Exercise material section start
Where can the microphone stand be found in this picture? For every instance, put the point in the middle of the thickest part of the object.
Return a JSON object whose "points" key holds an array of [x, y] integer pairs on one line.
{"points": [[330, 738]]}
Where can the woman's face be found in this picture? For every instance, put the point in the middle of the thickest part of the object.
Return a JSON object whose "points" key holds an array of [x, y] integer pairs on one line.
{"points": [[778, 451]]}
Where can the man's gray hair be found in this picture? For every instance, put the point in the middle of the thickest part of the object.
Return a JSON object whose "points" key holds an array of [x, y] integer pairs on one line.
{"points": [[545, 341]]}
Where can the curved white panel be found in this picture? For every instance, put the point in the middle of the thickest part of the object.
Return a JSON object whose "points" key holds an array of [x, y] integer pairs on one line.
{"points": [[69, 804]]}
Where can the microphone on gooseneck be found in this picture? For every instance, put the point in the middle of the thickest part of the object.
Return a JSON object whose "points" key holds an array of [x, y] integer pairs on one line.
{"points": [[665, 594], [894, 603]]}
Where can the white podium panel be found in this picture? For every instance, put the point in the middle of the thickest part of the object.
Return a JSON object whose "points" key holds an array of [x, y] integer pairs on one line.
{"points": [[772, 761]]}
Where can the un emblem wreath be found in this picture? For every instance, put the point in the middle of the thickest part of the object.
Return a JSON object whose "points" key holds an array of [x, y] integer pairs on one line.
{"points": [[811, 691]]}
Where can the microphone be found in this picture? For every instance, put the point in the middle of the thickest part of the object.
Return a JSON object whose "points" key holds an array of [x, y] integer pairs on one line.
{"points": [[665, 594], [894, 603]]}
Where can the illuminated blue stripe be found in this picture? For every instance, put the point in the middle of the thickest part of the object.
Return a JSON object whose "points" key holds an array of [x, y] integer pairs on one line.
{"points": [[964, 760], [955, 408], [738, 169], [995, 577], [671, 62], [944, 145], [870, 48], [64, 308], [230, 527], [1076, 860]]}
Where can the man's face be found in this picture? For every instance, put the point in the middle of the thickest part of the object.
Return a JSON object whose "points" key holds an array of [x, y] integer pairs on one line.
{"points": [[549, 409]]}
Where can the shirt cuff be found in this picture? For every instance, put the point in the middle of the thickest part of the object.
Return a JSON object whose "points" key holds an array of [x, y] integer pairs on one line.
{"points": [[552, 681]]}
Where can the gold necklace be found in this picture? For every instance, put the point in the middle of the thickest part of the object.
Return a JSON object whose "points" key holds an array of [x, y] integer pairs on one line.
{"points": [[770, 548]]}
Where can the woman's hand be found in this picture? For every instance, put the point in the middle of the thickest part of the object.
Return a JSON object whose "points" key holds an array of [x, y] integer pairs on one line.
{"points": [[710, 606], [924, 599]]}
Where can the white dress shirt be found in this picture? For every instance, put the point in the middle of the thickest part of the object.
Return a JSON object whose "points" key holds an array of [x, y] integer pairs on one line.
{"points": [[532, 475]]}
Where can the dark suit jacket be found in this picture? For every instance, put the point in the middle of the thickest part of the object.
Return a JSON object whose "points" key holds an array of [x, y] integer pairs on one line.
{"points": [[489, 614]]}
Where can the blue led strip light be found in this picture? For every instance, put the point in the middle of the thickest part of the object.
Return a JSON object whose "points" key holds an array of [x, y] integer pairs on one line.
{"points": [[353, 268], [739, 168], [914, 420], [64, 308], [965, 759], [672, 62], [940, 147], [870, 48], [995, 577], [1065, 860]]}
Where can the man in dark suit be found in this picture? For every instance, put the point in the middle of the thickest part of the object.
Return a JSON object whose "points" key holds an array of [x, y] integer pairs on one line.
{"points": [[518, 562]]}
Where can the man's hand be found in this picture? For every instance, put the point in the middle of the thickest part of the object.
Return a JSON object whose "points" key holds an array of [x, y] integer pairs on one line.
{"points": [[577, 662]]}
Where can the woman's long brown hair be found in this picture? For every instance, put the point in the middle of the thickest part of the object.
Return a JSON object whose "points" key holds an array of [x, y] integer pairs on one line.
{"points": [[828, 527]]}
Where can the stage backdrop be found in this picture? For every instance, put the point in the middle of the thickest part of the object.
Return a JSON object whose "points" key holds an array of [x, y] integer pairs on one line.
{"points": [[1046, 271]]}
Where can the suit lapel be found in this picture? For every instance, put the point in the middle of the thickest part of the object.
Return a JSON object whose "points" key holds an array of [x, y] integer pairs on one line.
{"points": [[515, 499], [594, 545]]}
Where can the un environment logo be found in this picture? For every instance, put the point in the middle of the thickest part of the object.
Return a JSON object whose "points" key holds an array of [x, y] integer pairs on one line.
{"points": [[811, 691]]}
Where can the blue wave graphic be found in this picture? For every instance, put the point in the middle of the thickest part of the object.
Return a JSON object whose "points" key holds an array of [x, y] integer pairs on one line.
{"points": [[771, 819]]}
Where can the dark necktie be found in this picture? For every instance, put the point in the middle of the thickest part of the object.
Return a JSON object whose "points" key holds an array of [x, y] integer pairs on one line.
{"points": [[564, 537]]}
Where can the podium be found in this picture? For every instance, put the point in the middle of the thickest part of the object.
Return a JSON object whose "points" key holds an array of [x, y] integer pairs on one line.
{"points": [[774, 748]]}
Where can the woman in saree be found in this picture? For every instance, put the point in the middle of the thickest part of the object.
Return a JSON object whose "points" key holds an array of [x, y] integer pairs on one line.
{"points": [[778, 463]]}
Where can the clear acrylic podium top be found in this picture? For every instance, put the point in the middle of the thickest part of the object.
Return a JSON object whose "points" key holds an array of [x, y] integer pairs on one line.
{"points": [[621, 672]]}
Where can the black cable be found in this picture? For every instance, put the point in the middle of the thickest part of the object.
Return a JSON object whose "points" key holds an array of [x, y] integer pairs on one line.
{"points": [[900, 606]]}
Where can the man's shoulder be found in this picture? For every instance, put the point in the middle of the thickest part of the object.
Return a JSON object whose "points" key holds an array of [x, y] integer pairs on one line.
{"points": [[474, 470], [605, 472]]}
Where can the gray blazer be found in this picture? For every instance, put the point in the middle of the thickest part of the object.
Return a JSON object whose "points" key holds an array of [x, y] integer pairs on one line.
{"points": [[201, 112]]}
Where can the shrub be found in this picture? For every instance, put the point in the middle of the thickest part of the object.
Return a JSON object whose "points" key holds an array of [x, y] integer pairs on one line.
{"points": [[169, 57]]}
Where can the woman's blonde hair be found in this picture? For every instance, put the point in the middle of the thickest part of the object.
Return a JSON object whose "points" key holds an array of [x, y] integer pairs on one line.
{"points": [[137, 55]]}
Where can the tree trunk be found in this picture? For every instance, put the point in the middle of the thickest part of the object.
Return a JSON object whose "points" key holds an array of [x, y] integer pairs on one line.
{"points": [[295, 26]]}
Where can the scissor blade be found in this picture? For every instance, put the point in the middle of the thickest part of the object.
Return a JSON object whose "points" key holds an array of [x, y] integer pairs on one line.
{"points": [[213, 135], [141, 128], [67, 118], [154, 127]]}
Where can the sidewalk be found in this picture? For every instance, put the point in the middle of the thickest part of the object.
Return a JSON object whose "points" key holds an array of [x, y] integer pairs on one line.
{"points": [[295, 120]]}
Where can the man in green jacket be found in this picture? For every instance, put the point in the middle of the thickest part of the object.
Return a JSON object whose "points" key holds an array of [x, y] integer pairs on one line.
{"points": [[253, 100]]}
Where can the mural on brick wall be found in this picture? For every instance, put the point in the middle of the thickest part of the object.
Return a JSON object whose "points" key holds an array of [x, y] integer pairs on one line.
Exercise material section end
* _Directions for this task_
Determine the number of lines in the records that include the string "white", and respond with that number only.

* _Answer to this problem_
3